課題:
(a) 動物病院の移転についての本文から、「当社にお尋ねいただいてから最」から「かの検討を続けていきました。」までを一字一句たがえずに書き写しなさい。
(b) 動物病院の移転について述べた本文の最後の文に続けて、その先を書き継ぎなさい。

本文:
------------------------------------------------------------
1階部分の床全面には、深夜電力を利用した24時間床暖房を取り入れてあります。設計段階では、コストの面から採用を躊躇しましたが、実際に使用してみると真冬でも底冷えすることなく、非常に快適な空間をもたらしてくれています。

移転前の病院と比較して2倍の広さになったことで、各部屋が余裕のある空間となり、クライアント、スタッフそれぞれに快適な空間を提供することができました。

MESSAGE

スタッフメッセージ

岐阜県土岐市で陶の里動物病院を開業されている冨田院長より現在の病院が手狭になったので動物病院を建て替えたいと当社に連絡をいただきました。
定期借地ということもあり、期限のある中で希望する土地を探す必要がありました。
当社にお尋ねいただいてから最初に面談し、どのようなものを希望するか、将来どのようにしていきたいか詳しくお聞きすることが出来ました。開業医であるため資金面では問題はありません。 取引金融機関で金利と貸し付け条件の競合だけお願いしました。私どもの不動産部門と、先生の両者で探すことにしました。
先生の見つけたところについても当社が調査代行をしていきました。
今までのクライアントに来ていただくためにも、移転場所は基本的に現在開業している地域の周辺であることが必要でした。
当社が土地を見つけたときや、院長が土地を見つけるたびごとに一緒に移転用地を見に行って検討しました。 希望の土地と出会うタイミングはむつかしく、出会えないときはとても時間が掛かります。

土地を見つけるたびにラフプランを作成し、使える土地かどうかの検討を続けていきました。
土地を探し始めて1年近く立とうとしている中で、ちょうどガソリンスタンドが閉店し、元受け石油会社が土地賃貸契約を解除して地主に土地を返却するため、土地の土壌改良をして整地しているところを見つけました。 とても良い場所でしたので、早速、院長の了解を得て地主を訪問し、交渉を開始しましたが、もともと売りに出ている土地ではなかったので、地主の同意を得るまで少し時間が掛かりました。 次に購入予定の土地が地下ガソリンタンクのない部分であることを確認しました。
------------------------------------------------------------
元データ:
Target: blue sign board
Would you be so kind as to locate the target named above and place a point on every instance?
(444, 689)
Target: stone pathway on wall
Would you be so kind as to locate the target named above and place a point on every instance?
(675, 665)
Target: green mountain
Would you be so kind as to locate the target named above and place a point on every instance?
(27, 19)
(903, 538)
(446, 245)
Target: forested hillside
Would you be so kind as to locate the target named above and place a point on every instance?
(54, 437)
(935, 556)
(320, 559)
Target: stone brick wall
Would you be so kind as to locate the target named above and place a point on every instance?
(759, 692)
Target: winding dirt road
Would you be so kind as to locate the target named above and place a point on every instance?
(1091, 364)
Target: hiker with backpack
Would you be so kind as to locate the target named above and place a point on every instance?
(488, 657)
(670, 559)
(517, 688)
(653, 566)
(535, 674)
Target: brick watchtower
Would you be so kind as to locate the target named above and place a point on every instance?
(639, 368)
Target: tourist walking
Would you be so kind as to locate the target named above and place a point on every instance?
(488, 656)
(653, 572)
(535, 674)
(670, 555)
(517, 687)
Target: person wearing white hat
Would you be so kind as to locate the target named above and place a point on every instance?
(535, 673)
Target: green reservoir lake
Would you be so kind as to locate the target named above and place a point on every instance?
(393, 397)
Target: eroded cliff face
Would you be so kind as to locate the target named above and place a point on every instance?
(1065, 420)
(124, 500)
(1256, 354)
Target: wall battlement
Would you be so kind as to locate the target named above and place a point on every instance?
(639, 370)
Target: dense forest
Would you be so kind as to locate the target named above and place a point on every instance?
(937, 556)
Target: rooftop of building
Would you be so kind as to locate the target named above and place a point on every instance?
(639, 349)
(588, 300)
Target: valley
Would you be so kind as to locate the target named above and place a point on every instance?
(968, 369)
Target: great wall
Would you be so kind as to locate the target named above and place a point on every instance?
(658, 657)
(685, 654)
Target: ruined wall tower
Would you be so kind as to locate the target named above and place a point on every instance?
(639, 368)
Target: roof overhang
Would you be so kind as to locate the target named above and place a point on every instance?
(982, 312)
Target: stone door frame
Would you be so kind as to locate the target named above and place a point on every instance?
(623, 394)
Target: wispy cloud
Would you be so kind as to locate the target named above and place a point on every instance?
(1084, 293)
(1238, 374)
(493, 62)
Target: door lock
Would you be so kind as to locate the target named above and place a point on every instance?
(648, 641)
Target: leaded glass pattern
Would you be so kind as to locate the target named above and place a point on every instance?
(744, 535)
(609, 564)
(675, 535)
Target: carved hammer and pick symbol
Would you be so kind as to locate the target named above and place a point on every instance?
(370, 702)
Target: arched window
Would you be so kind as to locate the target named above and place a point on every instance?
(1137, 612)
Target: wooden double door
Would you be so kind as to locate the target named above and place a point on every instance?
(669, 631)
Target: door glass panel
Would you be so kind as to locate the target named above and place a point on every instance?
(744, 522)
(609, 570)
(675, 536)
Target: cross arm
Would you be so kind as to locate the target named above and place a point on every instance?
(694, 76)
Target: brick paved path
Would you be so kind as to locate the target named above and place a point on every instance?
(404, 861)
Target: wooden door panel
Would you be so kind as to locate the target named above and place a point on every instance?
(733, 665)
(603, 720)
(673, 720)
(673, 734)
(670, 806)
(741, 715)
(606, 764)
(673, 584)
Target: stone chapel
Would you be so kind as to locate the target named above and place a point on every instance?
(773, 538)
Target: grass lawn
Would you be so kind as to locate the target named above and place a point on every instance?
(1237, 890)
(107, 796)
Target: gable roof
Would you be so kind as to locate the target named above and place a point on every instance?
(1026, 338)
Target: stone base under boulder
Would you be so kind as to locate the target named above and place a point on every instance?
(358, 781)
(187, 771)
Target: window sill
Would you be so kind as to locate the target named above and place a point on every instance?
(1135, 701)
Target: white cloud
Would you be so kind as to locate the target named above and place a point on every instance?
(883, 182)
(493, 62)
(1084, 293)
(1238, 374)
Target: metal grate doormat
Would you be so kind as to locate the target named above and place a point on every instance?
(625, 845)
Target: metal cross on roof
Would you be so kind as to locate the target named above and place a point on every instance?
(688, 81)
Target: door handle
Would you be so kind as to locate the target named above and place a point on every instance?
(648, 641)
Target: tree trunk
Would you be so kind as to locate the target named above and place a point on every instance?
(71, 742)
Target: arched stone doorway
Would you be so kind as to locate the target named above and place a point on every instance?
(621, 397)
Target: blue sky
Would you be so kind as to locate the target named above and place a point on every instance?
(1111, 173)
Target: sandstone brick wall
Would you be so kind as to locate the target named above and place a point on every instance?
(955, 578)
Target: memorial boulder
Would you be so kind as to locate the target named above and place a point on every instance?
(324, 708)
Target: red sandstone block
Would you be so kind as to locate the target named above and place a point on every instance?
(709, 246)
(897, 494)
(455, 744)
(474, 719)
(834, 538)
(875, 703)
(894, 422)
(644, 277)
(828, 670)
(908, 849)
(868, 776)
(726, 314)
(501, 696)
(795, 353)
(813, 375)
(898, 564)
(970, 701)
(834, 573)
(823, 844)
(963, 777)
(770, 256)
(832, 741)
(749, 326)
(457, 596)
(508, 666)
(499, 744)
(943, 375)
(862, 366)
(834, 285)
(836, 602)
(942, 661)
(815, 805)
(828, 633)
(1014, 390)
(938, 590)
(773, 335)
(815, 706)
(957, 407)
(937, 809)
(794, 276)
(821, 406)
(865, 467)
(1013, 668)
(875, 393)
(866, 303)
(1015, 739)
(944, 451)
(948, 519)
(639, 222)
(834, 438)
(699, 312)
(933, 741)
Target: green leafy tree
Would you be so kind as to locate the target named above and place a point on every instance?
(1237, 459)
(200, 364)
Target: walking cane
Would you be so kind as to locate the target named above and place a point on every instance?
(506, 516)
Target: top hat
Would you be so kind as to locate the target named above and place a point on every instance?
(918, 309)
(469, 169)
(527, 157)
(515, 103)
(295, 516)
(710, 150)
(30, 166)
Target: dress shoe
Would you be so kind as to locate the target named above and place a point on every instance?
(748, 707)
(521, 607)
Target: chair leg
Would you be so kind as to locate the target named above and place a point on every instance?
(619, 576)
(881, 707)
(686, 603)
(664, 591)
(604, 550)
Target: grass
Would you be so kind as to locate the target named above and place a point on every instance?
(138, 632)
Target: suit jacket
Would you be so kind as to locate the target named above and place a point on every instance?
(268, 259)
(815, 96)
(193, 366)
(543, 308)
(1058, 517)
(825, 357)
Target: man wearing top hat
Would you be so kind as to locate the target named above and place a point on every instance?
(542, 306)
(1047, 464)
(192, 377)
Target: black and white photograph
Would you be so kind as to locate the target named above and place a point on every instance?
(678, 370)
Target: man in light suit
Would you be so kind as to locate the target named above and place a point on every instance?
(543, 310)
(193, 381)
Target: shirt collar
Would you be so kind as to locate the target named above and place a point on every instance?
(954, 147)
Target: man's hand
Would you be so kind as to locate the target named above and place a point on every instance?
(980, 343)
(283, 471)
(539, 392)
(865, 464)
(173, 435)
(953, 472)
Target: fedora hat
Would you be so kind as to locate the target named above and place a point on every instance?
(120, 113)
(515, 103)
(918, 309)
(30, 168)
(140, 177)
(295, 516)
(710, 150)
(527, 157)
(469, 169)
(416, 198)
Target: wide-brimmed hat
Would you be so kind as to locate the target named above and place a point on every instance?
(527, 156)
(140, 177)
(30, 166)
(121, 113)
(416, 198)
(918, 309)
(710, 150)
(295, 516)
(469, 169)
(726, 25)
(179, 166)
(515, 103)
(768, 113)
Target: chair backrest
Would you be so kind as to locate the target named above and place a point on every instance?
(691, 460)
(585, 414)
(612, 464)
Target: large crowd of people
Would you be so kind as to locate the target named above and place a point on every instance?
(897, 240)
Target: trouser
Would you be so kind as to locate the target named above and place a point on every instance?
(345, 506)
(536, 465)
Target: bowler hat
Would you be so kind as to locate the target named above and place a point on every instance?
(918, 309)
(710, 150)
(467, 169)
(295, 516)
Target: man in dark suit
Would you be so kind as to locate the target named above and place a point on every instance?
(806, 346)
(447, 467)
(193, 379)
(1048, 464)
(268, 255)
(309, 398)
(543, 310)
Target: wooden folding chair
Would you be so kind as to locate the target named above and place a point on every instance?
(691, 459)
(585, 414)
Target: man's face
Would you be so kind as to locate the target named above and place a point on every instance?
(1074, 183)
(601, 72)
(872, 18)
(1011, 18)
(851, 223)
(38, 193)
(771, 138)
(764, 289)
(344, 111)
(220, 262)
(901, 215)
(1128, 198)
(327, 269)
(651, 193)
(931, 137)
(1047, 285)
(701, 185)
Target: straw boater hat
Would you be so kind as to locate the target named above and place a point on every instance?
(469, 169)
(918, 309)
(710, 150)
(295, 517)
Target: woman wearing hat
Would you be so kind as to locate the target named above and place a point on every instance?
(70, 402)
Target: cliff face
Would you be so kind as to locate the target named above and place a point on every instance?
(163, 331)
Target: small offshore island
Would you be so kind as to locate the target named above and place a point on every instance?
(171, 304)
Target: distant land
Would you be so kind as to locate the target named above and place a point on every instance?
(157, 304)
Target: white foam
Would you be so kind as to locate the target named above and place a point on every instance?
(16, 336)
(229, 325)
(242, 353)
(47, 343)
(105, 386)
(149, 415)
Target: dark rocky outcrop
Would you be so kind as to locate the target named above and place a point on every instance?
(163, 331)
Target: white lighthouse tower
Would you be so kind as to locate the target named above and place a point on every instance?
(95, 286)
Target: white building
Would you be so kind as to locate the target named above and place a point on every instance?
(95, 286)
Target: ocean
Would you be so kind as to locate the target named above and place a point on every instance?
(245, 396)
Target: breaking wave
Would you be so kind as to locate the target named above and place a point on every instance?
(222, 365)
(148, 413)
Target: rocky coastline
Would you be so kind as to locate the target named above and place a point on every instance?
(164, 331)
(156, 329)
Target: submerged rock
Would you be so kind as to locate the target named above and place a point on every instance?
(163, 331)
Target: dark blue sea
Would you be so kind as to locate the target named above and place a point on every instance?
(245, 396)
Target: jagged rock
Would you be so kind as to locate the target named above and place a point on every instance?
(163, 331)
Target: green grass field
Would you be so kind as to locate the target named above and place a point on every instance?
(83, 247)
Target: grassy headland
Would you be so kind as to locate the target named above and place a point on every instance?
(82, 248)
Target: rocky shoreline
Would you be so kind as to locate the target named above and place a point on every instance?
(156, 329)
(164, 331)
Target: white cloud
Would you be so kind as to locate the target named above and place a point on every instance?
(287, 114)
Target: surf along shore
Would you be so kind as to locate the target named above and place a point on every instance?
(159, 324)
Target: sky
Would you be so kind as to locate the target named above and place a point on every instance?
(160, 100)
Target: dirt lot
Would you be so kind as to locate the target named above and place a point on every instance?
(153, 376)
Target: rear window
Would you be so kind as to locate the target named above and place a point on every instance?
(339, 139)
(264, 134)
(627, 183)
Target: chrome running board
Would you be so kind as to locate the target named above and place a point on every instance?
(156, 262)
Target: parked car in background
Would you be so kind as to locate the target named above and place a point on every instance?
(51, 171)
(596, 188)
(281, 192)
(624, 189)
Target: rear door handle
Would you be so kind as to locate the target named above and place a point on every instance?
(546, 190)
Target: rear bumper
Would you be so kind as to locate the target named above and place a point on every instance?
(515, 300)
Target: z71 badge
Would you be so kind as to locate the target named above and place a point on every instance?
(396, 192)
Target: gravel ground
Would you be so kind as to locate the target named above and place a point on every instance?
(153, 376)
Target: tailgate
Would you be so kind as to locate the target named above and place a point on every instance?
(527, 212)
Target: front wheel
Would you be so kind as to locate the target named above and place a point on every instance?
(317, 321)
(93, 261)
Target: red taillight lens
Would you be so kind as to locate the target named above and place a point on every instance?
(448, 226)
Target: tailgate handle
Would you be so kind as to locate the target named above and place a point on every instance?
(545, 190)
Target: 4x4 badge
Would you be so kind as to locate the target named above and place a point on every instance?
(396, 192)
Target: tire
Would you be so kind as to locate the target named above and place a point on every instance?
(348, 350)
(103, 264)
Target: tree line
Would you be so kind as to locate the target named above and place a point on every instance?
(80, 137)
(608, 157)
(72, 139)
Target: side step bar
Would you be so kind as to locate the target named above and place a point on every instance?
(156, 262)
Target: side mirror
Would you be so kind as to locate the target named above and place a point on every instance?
------------------------------------------------------------
解答:
(a)
当社にお尋ねいただいてから最初に面談し、どのようなものを希望するか、将来どのようにしていきたいか詳しくお聞きすることが出来ました。開業医であるため資金面では問題はありません。 取引金融機関で金利と貸し付け条件の競合だけお願いしました。私どもの不動産部門と、先生の両者で探すことにしました。
先生の見つけたところについても当社が調査代行をしていきました。
今までのクライアントに来ていただくためにも、移転場所は基本的に現在開業している地域の周辺であることが必要でした。
当社が土地を見つけたときや、院長が土地を見つけるたびごとに一緒に移転用地を見に行って検討しました。 希望の土地と出会うタイミングはむつかしく、出会えないときはとても時間が掛かります。

土地を見つけるたびにラフプランを作成し、使える土地かどうかの検討を続けていきました。

(b)
それでも万一土壌汚染されていた場合に備え契約書に地主の責任で土壌改良を行う旨を記載してもらいました。 土地の立地状況は東側が倉庫付き事務所、北側は空き地、南側は一般住宅でしたが高さ1.5mほどのコンクリート塀がありました。 そして西側が動物病院の正面となり道路に約20m面していました。
県道はゆるいカーブになっていて、そのカーブの外側にこの土地があるため町の中心部から車で走ってくると真正面に動物病院が見える好立地でした。それも少し高台に見えるため動物病院用地としては申し分ありませんでした。
ひとつ心配な点は大型商業施設が近くにあるため交通状況がクライアントの障害にならないかという点でしたが朝、夕の道路状況を院長自身に確認してもらい、大丈夫との確信を持つことができました。 また、ちょうど良い距離に信号があるため信号渋滞も無く、適度に交通が遮断されるのでクライアントが駐車場を出入りするにも都合がよい場所でした。
土地購入に当たり障害となるものを整理し、その間に院長が金融機関と金利や貸し付け条件を金融機関と交渉、無事土地売買が完了しました。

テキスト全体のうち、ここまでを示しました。